Request:
Please recast every line of the rows below as a JSON list of strings, one string per line, without blank lines or pictures.

[Dataset excerpt]
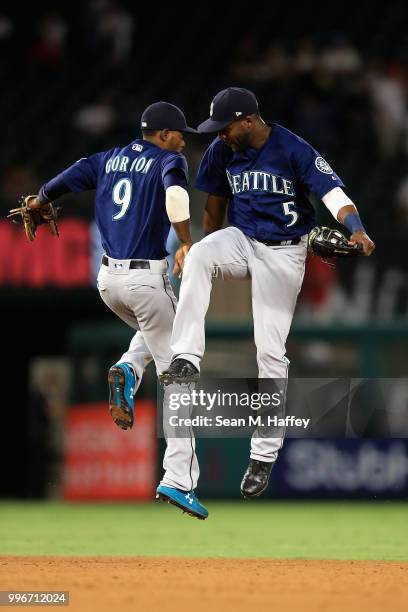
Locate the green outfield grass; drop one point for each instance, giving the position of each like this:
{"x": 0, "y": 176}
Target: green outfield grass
{"x": 242, "y": 529}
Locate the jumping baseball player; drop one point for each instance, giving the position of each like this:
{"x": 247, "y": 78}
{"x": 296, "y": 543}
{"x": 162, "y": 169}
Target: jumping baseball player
{"x": 140, "y": 190}
{"x": 264, "y": 174}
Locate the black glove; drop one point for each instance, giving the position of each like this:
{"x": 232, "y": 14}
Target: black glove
{"x": 327, "y": 242}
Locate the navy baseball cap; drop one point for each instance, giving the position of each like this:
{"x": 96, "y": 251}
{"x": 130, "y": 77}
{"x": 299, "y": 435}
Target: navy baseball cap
{"x": 165, "y": 116}
{"x": 228, "y": 106}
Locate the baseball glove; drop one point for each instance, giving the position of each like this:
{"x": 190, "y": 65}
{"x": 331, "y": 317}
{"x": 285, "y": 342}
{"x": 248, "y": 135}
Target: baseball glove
{"x": 31, "y": 218}
{"x": 327, "y": 242}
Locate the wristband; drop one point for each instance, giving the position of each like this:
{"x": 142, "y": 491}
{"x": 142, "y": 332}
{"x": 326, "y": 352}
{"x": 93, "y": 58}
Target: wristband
{"x": 353, "y": 223}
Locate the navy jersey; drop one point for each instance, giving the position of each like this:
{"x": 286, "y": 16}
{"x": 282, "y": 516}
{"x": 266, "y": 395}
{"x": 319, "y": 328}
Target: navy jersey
{"x": 268, "y": 188}
{"x": 130, "y": 200}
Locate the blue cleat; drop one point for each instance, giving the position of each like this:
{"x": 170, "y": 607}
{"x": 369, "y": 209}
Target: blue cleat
{"x": 185, "y": 500}
{"x": 122, "y": 383}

Response to the task:
[
  "Locate the green outfield grass; drop one point for each instance, giving the position of each like this:",
  "{\"x\": 0, \"y\": 176}",
  "Target: green outfield grass",
  "{\"x\": 242, \"y\": 529}",
  "Locate the jumping baseball player; drop one point for each instance, giving the position of each like this:",
  "{\"x\": 247, \"y\": 78}",
  "{\"x\": 296, \"y\": 543}",
  "{\"x\": 162, \"y\": 169}",
  "Target: jumping baseball player",
  "{\"x\": 140, \"y\": 190}",
  "{\"x\": 264, \"y\": 174}",
  "Locate the black glove; drop one point for each instance, giving the position of each like this:",
  "{\"x\": 232, \"y\": 14}",
  "Target: black glove",
  "{\"x\": 327, \"y\": 242}",
  "Locate the navy baseball cap; drop one point for each instance, giving the position of each like this:",
  "{\"x\": 96, \"y\": 251}",
  "{\"x\": 130, \"y\": 77}",
  "{\"x\": 299, \"y\": 435}",
  "Target: navy baseball cap",
  "{\"x\": 165, \"y\": 116}",
  "{\"x\": 228, \"y\": 106}",
  "Locate the baseball glove; drop one point for each instance, giving the position of each like this:",
  "{\"x\": 190, \"y\": 65}",
  "{\"x\": 331, \"y\": 317}",
  "{\"x\": 285, \"y\": 342}",
  "{\"x\": 248, \"y\": 135}",
  "Target: baseball glove",
  "{\"x\": 31, \"y\": 218}",
  "{\"x\": 327, \"y\": 242}",
  "Locate the wristband; drop one point for each instance, giving the position of each like this:",
  "{\"x\": 142, \"y\": 491}",
  "{\"x\": 142, \"y\": 332}",
  "{\"x\": 326, \"y\": 352}",
  "{\"x\": 93, \"y\": 58}",
  "Target: wristband",
  "{\"x\": 353, \"y\": 223}",
  "Locate the navy jersey; drop one point for each instance, giving the position of each like this:",
  "{\"x\": 286, \"y\": 16}",
  "{\"x\": 282, \"y\": 516}",
  "{\"x\": 266, \"y\": 395}",
  "{\"x\": 319, \"y\": 328}",
  "Target: navy jersey",
  "{\"x\": 268, \"y\": 188}",
  "{\"x\": 130, \"y\": 200}",
  "Locate the blue cleat; drop one point for each instance, giving the position of each like this:",
  "{\"x\": 170, \"y\": 607}",
  "{\"x\": 369, \"y\": 209}",
  "Target: blue cleat",
  "{\"x\": 185, \"y\": 500}",
  "{\"x\": 122, \"y\": 383}"
]